__TEXT EXCERPT__
Dallas's Memoir of the Life of Byron
The Recollections is at
once one of the most valuable and most disappointing of the Byron memoirs. Dallas
(1754-1824) was a friend, a family member, and advisor who knew the poet before he
became famous and who gives a detailed account of the process of the events
surrounding the publication and reception of Childe Harold. Dallas, to whom
Byron assigned several the copyrights of English Bards, Childe
Harold, and The Corsair, knew most of the people who were significant in
the poet’s early years, including his madcap father who died in 1791. As an
experienced novelist intimate with his subject he should have been an ideal
biographer. In the event most of details of the poet’s life were suppressed
and what Dallas did write tells us more about himself than about his Byron.

[Data listing]

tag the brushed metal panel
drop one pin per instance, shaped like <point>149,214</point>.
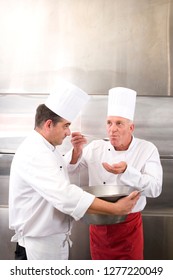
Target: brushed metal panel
<point>158,241</point>
<point>165,200</point>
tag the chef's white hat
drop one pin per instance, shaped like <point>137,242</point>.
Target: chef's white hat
<point>66,100</point>
<point>121,102</point>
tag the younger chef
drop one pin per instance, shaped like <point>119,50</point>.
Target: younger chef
<point>42,201</point>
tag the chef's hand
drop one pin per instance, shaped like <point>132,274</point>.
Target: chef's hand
<point>115,168</point>
<point>78,141</point>
<point>125,205</point>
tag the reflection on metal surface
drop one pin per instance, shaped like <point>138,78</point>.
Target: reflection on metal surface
<point>153,121</point>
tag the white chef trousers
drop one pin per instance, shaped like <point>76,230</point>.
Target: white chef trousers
<point>53,247</point>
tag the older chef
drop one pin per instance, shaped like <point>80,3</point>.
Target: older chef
<point>42,202</point>
<point>124,160</point>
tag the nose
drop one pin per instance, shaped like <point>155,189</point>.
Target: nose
<point>113,127</point>
<point>68,133</point>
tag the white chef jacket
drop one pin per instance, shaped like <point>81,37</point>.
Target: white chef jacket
<point>42,201</point>
<point>144,169</point>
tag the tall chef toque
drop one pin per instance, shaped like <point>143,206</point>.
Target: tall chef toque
<point>67,100</point>
<point>121,102</point>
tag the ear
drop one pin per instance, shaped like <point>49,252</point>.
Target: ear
<point>48,124</point>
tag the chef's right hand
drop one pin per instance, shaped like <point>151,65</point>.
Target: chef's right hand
<point>78,141</point>
<point>126,204</point>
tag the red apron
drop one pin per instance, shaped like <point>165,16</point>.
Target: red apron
<point>122,241</point>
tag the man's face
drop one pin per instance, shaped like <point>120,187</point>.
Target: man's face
<point>120,132</point>
<point>58,132</point>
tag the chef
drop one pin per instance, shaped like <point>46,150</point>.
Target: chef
<point>42,201</point>
<point>123,160</point>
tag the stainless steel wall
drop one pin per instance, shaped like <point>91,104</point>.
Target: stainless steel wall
<point>96,44</point>
<point>154,122</point>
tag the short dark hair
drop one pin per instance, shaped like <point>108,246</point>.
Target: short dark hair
<point>43,114</point>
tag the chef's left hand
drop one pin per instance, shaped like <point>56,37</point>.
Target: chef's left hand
<point>116,168</point>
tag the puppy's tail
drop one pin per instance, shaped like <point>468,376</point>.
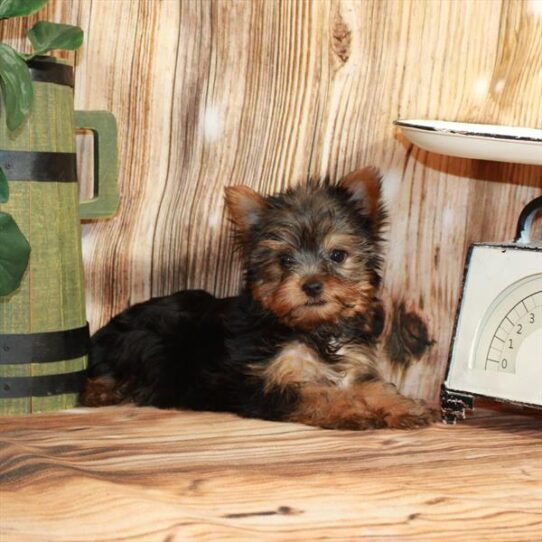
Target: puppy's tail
<point>101,391</point>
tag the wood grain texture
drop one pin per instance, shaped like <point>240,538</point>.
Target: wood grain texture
<point>147,475</point>
<point>269,92</point>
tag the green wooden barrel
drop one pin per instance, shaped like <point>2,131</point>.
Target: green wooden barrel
<point>43,327</point>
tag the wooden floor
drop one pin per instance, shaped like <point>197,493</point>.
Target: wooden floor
<point>141,474</point>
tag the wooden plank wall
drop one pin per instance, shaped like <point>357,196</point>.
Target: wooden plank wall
<point>209,93</point>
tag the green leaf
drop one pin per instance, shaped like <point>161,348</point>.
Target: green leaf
<point>16,86</point>
<point>14,254</point>
<point>4,187</point>
<point>46,36</point>
<point>17,8</point>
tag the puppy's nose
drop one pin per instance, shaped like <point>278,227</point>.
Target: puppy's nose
<point>313,287</point>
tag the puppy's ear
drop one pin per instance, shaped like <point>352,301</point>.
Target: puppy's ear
<point>245,207</point>
<point>364,187</point>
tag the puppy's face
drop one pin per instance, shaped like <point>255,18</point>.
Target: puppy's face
<point>312,253</point>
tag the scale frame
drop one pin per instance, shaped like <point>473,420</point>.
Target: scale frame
<point>455,402</point>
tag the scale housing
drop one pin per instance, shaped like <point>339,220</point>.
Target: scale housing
<point>473,370</point>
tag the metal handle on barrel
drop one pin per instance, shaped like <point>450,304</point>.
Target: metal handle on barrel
<point>103,126</point>
<point>523,230</point>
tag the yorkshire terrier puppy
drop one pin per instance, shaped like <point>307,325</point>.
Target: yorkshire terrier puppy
<point>298,344</point>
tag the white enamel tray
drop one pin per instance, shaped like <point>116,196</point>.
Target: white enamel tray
<point>479,141</point>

__INSTRUCTION__
Could you carry on the passage about Dallas's memoir of Byron, picking up right after its final sentence?

__EXERCISE RESULT__
Dallas announced that he had
completed the Recollections in a letter to Byron of 10 November 1819,
stating that he had been moved to undertake the work after reading the manuscript
journal that Byron kept in 1813-14: “I remember well that after one or two
slight sketches you concluded with, ‘This morning Mr. Dallas was here,
&c. &c.’” Since then their friendship had soured and Dallas,
unwilling to leave his own character to such hazard, tells Byron that he had
elected to tell the story in his own way. The Dallas memoir was to be published
after Byron’s death, presumably some decades in the future. Byron did not
reply to the letter, which he merely passed on to John Murray for safe-keeping.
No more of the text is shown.